- **Your assignment**
Each record is to be transcribed in full and exactly.

Items from a data source
Content starts
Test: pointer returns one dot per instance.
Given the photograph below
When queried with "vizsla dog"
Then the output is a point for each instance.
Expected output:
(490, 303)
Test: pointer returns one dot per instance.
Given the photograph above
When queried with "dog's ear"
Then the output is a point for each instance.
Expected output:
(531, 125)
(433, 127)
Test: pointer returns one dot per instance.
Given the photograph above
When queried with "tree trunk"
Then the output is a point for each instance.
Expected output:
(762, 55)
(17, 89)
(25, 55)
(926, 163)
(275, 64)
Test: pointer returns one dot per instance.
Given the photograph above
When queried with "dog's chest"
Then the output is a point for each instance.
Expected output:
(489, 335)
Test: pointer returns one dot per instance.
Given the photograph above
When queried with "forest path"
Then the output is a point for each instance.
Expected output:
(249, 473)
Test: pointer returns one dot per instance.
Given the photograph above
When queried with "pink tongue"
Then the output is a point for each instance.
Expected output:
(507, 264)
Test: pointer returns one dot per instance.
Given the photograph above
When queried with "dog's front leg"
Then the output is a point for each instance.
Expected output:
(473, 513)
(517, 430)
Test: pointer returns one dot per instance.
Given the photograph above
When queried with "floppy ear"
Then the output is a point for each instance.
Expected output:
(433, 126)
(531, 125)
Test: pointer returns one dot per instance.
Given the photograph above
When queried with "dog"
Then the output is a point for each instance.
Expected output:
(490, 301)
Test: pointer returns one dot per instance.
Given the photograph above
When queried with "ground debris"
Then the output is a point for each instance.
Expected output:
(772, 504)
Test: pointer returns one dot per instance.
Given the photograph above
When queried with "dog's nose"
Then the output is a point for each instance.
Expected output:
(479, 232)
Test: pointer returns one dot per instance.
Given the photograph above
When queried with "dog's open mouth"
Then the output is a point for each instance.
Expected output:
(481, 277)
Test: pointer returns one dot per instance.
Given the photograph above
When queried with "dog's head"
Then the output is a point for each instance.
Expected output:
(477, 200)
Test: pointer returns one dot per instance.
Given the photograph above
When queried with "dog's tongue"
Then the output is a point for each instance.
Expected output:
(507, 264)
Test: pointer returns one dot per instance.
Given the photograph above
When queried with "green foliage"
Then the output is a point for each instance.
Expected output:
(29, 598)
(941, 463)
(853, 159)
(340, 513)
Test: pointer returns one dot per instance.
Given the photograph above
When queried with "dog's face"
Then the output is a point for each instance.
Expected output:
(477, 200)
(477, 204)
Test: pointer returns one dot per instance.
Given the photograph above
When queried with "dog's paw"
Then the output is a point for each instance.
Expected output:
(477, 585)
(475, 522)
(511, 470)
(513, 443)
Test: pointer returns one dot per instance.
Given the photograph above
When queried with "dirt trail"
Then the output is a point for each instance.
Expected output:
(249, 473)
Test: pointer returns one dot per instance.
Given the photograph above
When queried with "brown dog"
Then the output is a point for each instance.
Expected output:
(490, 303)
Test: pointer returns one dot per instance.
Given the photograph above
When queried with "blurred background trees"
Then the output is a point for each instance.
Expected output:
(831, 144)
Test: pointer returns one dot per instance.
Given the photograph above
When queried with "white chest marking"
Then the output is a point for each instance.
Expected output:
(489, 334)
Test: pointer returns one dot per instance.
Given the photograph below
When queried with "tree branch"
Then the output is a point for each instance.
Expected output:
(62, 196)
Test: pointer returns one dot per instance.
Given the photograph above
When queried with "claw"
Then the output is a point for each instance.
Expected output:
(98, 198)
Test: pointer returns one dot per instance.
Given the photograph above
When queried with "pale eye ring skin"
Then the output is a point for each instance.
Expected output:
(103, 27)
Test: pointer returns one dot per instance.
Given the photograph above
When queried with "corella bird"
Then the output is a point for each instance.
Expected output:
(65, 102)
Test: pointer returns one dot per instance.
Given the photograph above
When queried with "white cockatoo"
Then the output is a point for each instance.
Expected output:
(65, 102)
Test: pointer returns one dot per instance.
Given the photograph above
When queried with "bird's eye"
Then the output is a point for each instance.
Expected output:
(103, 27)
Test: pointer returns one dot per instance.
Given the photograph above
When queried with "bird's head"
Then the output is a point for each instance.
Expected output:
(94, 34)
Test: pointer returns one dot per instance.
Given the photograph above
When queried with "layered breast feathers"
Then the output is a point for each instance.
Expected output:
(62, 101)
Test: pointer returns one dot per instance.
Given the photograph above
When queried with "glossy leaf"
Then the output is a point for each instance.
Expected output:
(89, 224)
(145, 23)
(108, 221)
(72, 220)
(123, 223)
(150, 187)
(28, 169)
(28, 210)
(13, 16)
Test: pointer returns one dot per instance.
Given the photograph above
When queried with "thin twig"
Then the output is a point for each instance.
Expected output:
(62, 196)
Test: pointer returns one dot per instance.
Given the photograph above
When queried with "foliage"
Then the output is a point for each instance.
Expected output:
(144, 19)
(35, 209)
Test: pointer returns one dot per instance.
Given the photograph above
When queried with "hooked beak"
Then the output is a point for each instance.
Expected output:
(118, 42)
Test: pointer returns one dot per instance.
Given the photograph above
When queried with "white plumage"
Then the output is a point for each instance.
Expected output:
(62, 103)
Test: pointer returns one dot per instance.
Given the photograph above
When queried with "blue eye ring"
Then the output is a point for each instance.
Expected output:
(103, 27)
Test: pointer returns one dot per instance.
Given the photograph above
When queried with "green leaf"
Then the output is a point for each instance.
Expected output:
Content ends
- **Finished exercise**
Test: pointer returns one dot per instance.
Given the photograph below
When queried with "vizsla dog"
Then the output is a point for each instance.
Expected output:
(490, 303)
Test: pointer returns one dot per instance.
Given the photograph above
When queried with "dog's ear"
Then the output is a point for each instance.
Expected output:
(531, 125)
(433, 127)
Test: pointer returns one dot per instance.
Given the photograph above
When queried with "tree trunk"
Then the output is a point for each instance.
Expected output:
(762, 55)
(17, 89)
(25, 55)
(926, 163)
(275, 64)
Test: pointer returns one dot per instance.
Given the photograph above
When queried with "dog's chest"
Then the output is a point for each instance.
Expected output:
(489, 335)
Test: pointer returns one dot per instance.
Given the photograph above
When queried with "forest path"
Then the output is a point for each instance.
Expected output:
(249, 473)
Test: pointer returns one dot per instance.
Given the photograph above
When queried with "pink tongue"
Then the output is a point for each instance.
Expected output:
(507, 264)
Test: pointer returns one dot per instance.
Given the photograph above
When queried with "dog's front leg"
Then the output is a point for each instance.
Expected output:
(473, 513)
(517, 430)
Test: pointer returns one dot per instance.
Given the photograph above
When queried with "floppy ear"
Then the output is a point for each instance.
Expected output:
(433, 126)
(531, 125)
Test: pointer returns one dot per instance.
Given the photograph above
When queried with "dog"
Then the output is a point for each instance.
Expected output:
(490, 301)
Test: pointer returns one dot per instance.
Given the photograph above
When queried with "ground debris"
Then the output is a point for each instance.
Expected output:
(772, 504)
Test: pointer returns one dot per instance.
Given the photograph above
When queried with "dog's nose"
Then the output is a point for each instance.
Expected output:
(479, 232)
Test: pointer returns one dot per instance.
Given the photograph above
When queried with "dog's open mouth"
Then the output is a point for each instance.
Expected output:
(481, 277)
Test: pointer returns one dot per instance.
Given the photograph above
When queried with "dog's head"
Then the output is a point for each instance.
Expected output:
(477, 200)
Test: pointer returns one dot per instance.
Given the photograph above
When queried with "dog's tongue"
Then the output is a point for each instance.
Expected output:
(507, 264)
Test: pointer returns one dot per instance.
Given the photograph above
When queried with "green foliage"
Then the output is a point for each instance.
Expected output:
(29, 598)
(941, 463)
(853, 159)
(340, 513)
Test: pointer returns one dot per instance.
Given the photograph above
When queried with "dog's face"
Then the output is a point for each instance.
Expected output:
(477, 200)
(477, 204)
Test: pointer returns one dot per instance.
Given the photograph above
When queried with "dog's paw"
Then the output is a point for each instance.
Expected output:
(477, 585)
(475, 522)
(511, 470)
(513, 443)
Test: pointer returns one dot per instance.
Given the photograph above
When queried with "dirt trail"
Then the output is a point for each instance.
Expected output:
(249, 473)
Test: pointer returns one dot per instance.
Given the photograph above
When queried with "brown dog"
Then the output is a point for each instance.
Expected output:
(490, 303)
Test: pointer returns one dot per instance.
Given the photograph above
When queried with "blurred background trees"
Then the output is a point for each instance.
Expected output:
(831, 144)
Test: pointer returns one dot per instance.
Given the photograph above
When queried with "white chest marking"
Then the output is a point for each instance.
Expected output:
(489, 334)
Test: pointer returns one dot per instance.
Given the photograph below
When queried with "tree branch"
Then the output is a point for each instance.
Expected output:
(62, 196)
Test: pointer returns one dot per instance.
Given the photograph above
When queried with "claw"
Then the output is a point for each instance.
Expected output:
(98, 198)
Test: pointer returns one dot per instance.
Given the photograph above
When queried with "pale eye ring skin"
Then the output is a point for each instance.
Expected output:
(103, 27)
Test: pointer returns one dot per instance.
Given the photograph above
When queried with "corella bird"
Then the output is a point for each instance.
Expected output:
(65, 102)
Test: pointer returns one dot per instance.
Given the photograph above
When queried with "white cockatoo"
Then the output is a point for each instance.
Expected output:
(65, 102)
Test: pointer returns one dot per instance.
Given the photograph above
When queried with "bird's eye"
Then the output is a point for each instance.
Expected output:
(103, 27)
Test: pointer returns one dot per instance.
Given the photograph above
When queried with "bird's head"
Then the output is a point for each instance.
Expected output:
(94, 34)
Test: pointer returns one dot per instance.
Given the photograph above
When queried with "layered breast feathers"
Then the output is a point for each instance.
Expected output:
(62, 101)
Test: pointer returns one dot per instance.
Given the photograph above
When queried with "glossy leaf"
Then the output is a point for each instance.
Expected output:
(89, 224)
(145, 23)
(108, 221)
(72, 220)
(123, 223)
(150, 187)
(28, 169)
(28, 210)
(13, 16)
Test: pointer returns one dot per instance.
Given the photograph above
When queried with "thin twig"
Then the output is a point for each instance.
Expected output:
(62, 196)
Test: pointer returns one dot per instance.
Given the photograph above
When queried with "foliage"
Then the output is a point for each instance.
Expected output:
(144, 19)
(35, 209)
Test: pointer returns one dot per instance.
Given the photograph above
When queried with "hooked beak"
Then the output is a point for each instance.
Expected output:
(118, 42)
Test: pointer returns one dot per instance.
Given the photograph above
When queried with "white plumage"
Then the output is a point for each instance.
Expected output:
(62, 103)
Test: pointer returns one dot per instance.
Given the photograph above
When queried with "blue eye ring"
Then the output is a point for each instance.
Expected output:
(103, 27)
Test: pointer returns one dot per instance.
Given the photograph above
When queried with "green leaf"
Then the output is a point for each instance.
Expected output:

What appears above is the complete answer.